- [Your assignment] In the data below, find the line containing "box: [169, 0, 197, 36]", then set down that line and every later line up to and including the line containing "box: [159, 42, 243, 100]", exactly.

(Dataset items)
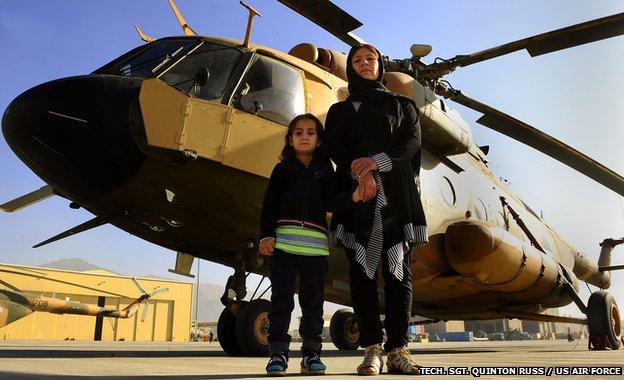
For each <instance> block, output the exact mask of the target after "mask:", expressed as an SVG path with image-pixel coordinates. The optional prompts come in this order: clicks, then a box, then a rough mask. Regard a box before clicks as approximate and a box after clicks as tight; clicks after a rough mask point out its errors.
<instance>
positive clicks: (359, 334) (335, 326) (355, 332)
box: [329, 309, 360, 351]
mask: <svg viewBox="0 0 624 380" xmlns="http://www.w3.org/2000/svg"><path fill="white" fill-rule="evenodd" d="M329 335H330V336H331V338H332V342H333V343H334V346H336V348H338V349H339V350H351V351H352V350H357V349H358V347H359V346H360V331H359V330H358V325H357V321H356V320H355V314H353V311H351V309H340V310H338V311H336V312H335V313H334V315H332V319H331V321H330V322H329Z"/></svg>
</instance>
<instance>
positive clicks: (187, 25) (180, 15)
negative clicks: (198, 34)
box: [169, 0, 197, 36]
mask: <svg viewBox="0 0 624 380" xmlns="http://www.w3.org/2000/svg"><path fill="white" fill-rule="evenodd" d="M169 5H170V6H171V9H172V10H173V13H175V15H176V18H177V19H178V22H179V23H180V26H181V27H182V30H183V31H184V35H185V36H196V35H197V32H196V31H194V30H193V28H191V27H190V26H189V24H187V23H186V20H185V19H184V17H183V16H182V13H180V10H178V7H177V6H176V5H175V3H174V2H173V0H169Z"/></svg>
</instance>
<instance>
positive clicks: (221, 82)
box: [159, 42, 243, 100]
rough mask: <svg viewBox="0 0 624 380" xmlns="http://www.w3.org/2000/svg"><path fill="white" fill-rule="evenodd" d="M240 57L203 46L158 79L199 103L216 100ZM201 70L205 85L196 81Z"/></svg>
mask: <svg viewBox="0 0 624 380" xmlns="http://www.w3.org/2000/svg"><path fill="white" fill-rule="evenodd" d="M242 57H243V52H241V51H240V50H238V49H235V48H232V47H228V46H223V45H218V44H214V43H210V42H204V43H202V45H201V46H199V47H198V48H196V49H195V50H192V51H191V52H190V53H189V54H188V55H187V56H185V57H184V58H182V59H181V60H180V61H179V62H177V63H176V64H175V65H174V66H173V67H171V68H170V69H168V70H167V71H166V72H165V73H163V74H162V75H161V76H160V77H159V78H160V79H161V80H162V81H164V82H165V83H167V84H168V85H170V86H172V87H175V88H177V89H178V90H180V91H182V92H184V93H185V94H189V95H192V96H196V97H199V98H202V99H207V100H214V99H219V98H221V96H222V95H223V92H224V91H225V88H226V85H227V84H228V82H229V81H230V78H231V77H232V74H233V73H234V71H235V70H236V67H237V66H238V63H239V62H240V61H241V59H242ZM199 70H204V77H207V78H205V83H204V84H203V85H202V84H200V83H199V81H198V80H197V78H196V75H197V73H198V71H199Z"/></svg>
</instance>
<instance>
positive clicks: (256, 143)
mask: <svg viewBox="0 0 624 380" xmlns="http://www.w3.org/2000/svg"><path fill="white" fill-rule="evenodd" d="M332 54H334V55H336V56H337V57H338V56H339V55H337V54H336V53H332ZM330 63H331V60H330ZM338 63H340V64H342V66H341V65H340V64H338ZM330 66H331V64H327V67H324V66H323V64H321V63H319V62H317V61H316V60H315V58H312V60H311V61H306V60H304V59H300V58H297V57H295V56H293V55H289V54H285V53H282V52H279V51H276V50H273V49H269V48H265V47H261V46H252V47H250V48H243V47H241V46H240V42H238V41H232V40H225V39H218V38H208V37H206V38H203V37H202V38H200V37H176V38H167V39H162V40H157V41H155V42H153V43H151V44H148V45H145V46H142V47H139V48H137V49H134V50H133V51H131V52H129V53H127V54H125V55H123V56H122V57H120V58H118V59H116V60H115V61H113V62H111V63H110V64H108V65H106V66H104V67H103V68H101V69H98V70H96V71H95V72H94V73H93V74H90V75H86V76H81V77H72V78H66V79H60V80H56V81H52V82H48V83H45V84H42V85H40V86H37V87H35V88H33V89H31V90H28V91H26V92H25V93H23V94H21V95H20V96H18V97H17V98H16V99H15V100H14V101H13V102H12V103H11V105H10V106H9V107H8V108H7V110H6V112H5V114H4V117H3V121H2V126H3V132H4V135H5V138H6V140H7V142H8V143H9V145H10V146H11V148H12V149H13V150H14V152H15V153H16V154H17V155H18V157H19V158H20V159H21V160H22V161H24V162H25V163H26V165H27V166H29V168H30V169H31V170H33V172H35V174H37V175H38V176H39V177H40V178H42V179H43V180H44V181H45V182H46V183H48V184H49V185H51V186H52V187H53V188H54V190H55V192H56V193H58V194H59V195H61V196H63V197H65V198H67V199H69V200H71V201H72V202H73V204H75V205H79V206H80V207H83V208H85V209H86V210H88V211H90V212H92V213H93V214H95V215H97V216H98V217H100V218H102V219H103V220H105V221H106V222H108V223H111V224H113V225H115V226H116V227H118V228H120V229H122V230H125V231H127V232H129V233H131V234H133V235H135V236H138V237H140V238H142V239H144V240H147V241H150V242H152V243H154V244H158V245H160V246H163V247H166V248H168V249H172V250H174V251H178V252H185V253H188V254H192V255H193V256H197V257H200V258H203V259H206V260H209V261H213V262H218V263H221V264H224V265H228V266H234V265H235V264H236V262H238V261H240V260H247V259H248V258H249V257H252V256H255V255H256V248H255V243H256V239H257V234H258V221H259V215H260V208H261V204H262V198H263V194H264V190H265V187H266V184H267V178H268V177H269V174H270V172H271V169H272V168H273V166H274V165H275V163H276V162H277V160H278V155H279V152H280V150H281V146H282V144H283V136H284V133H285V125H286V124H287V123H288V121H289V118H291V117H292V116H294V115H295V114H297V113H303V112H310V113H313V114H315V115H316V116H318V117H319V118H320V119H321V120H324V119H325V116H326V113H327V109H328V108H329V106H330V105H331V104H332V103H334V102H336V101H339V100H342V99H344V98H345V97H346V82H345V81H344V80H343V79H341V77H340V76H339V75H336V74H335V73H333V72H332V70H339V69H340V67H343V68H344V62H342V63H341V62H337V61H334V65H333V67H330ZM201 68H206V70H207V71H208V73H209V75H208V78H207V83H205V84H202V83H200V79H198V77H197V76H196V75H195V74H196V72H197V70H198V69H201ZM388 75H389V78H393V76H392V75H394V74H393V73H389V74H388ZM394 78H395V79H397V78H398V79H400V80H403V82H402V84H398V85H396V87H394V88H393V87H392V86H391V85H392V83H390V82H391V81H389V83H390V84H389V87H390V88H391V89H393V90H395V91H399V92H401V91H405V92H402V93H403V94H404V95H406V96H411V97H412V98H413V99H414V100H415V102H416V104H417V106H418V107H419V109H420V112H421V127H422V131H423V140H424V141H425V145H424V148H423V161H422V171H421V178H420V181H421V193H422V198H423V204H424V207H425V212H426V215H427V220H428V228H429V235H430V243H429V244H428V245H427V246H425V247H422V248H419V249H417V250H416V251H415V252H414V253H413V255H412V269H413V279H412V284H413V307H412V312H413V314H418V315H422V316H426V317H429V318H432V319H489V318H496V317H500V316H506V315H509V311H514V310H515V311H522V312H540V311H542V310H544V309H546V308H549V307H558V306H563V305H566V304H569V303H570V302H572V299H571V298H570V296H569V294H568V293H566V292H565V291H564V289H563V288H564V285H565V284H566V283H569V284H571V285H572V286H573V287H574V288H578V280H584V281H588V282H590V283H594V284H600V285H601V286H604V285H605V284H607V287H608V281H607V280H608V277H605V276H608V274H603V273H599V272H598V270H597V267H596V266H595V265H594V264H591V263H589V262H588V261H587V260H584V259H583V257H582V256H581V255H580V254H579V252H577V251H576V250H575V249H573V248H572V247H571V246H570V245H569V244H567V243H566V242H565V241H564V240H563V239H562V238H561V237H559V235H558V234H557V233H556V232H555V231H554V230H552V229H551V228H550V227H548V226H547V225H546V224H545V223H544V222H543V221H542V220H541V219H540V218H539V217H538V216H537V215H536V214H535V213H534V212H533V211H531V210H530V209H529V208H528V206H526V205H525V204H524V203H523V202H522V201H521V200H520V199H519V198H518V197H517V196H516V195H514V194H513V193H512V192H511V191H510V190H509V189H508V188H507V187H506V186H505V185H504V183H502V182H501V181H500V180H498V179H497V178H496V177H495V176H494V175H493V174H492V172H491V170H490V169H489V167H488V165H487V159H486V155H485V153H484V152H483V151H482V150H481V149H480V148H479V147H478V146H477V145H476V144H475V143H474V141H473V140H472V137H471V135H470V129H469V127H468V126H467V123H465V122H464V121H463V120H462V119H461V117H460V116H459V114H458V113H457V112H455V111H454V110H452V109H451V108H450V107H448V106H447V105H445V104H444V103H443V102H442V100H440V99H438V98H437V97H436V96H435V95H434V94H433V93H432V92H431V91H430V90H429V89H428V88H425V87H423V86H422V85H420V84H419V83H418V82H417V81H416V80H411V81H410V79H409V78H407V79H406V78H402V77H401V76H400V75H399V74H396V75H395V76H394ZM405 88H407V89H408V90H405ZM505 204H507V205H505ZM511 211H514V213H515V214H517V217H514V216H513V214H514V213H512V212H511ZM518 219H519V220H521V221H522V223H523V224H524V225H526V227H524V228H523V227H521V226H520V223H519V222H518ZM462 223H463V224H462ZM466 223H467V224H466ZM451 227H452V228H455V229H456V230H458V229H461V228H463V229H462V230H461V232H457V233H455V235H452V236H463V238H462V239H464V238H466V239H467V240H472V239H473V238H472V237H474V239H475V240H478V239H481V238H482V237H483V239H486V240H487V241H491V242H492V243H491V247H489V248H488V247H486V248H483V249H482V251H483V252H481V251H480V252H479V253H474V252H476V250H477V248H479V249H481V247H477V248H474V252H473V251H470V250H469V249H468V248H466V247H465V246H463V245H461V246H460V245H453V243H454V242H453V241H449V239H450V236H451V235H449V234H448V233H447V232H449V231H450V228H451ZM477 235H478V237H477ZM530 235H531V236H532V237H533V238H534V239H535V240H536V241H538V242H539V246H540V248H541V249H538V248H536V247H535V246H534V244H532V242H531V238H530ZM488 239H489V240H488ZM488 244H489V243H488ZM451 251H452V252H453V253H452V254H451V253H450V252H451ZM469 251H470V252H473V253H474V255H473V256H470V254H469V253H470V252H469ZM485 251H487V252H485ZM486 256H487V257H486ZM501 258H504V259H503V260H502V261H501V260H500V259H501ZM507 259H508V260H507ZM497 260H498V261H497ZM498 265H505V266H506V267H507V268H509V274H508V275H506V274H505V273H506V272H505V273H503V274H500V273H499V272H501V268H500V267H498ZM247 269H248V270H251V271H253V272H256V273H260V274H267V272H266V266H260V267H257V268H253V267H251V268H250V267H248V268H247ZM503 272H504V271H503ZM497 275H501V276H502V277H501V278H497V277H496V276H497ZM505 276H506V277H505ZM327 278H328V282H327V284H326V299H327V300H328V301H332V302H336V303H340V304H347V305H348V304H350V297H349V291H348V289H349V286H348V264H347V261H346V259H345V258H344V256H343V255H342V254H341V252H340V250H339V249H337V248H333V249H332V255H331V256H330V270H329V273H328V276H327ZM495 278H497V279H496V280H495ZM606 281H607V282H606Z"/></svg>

- [Response]
box: [169, 0, 197, 36]
mask: <svg viewBox="0 0 624 380" xmlns="http://www.w3.org/2000/svg"><path fill="white" fill-rule="evenodd" d="M169 5H170V6H171V9H172V10H173V13H175V15H176V18H177V19H178V22H179V23H180V26H181V27H182V30H183V31H184V35H185V36H196V35H197V32H196V31H194V30H193V28H191V27H190V26H189V24H187V23H186V20H185V19H184V17H183V16H182V13H180V10H178V7H177V6H176V5H175V3H174V2H173V0H169Z"/></svg>
</instance>
<instance>
positive clicks: (221, 82)
box: [159, 42, 243, 100]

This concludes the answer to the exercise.